(Image point annotation entries)
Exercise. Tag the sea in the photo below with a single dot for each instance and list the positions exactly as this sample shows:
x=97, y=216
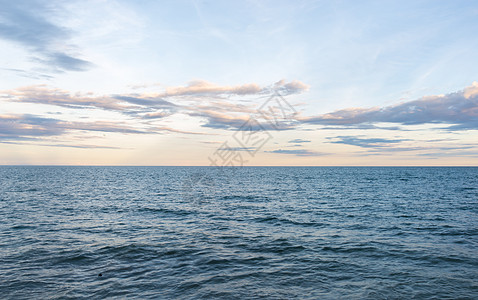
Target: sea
x=238, y=233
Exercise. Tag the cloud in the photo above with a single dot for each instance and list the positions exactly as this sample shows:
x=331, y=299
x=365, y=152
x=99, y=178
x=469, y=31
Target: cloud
x=27, y=23
x=288, y=88
x=31, y=127
x=298, y=152
x=42, y=94
x=366, y=142
x=156, y=115
x=205, y=88
x=298, y=141
x=63, y=145
x=202, y=87
x=458, y=110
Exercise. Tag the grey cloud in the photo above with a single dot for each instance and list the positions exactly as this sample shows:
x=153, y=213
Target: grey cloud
x=366, y=142
x=298, y=152
x=150, y=102
x=27, y=23
x=31, y=127
x=298, y=141
x=458, y=110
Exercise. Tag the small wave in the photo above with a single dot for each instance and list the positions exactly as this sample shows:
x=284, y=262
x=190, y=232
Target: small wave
x=276, y=220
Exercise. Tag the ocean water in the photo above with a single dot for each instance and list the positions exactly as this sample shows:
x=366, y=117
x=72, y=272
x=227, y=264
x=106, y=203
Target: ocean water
x=244, y=233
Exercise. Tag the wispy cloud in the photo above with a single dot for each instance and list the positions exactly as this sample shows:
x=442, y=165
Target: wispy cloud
x=27, y=23
x=298, y=152
x=366, y=142
x=298, y=141
x=458, y=110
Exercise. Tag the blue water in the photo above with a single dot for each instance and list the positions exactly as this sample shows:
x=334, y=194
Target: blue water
x=252, y=232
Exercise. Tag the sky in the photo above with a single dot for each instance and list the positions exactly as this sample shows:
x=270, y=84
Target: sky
x=233, y=83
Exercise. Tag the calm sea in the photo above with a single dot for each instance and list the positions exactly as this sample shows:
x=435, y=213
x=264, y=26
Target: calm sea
x=245, y=233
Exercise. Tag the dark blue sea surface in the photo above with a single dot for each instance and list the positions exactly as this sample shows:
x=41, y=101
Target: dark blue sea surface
x=238, y=233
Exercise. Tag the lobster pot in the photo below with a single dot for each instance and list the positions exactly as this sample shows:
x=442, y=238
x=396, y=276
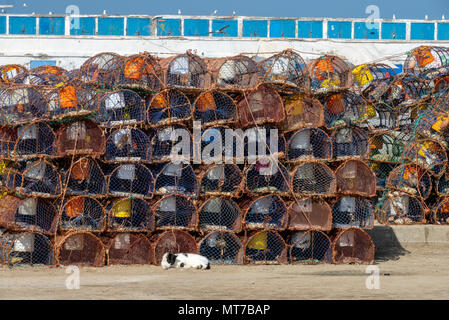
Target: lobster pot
x=412, y=179
x=186, y=71
x=341, y=109
x=314, y=178
x=268, y=212
x=350, y=142
x=25, y=248
x=260, y=105
x=355, y=177
x=130, y=248
x=213, y=108
x=102, y=69
x=126, y=215
x=80, y=137
x=285, y=70
x=141, y=71
x=177, y=178
x=175, y=212
x=38, y=178
x=309, y=214
x=429, y=154
x=328, y=74
x=352, y=246
x=173, y=241
x=352, y=212
x=86, y=178
x=309, y=145
x=222, y=247
x=400, y=208
x=121, y=108
x=167, y=142
x=239, y=72
x=267, y=176
x=302, y=111
x=386, y=147
x=223, y=179
x=219, y=214
x=29, y=214
x=168, y=107
x=128, y=145
x=265, y=247
x=22, y=105
x=83, y=213
x=80, y=248
x=131, y=180
x=310, y=247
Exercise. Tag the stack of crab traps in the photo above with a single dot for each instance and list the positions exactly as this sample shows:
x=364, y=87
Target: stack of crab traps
x=241, y=159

## REQUIRED TASK
Rewrite the records from the line with "Exercise. Tag the grey" up to and including the line with "x=245, y=233", keeping each request and its sample positions unchanged. Scale every answer coordinate by 0.7 and round it to a whole number, with halves rounded up.

## TASK SOLUTION
Exercise. Tag the grey cloud in the photo above with a single dot for each instance and list the positions exactly as this sample shows:
x=153, y=213
Target: grey cloud
x=256, y=99
x=209, y=106
x=105, y=71
x=19, y=16
x=22, y=89
x=209, y=99
x=321, y=77
Exercise. Tag the small wave in the photo above with a single dot for each instance and list the positions exactly as this sample shows:
x=284, y=262
x=190, y=232
Target: small wave
x=193, y=154
Exercise. Tag the ocean water in the photo above with a single dot for each instance and list the positions exactly as this sample shows:
x=366, y=117
x=72, y=272
x=227, y=264
x=106, y=203
Target: ocean water
x=171, y=163
Exercise. Tag the wispy cloud in the photo above with a single dot for each instance and list the positions exactly as this sample shows:
x=442, y=165
Target: wispy cloud
x=19, y=16
x=209, y=106
x=256, y=99
x=209, y=99
x=321, y=77
Exercise. Tag the blue water in the photo above with a single dot for each instance and list the positions exactly as this sample shows:
x=334, y=194
Target: blue water
x=176, y=162
Exercise. Tag the sky in the photo above with a single dot for each instance and list the positions exactly as this sample shows:
x=270, y=84
Target: sky
x=163, y=58
Exercise. Tag the calm sea in the photo above with a single dot for each instance and list the positions exactly as this sample shows:
x=435, y=213
x=264, y=26
Target: calm sea
x=172, y=163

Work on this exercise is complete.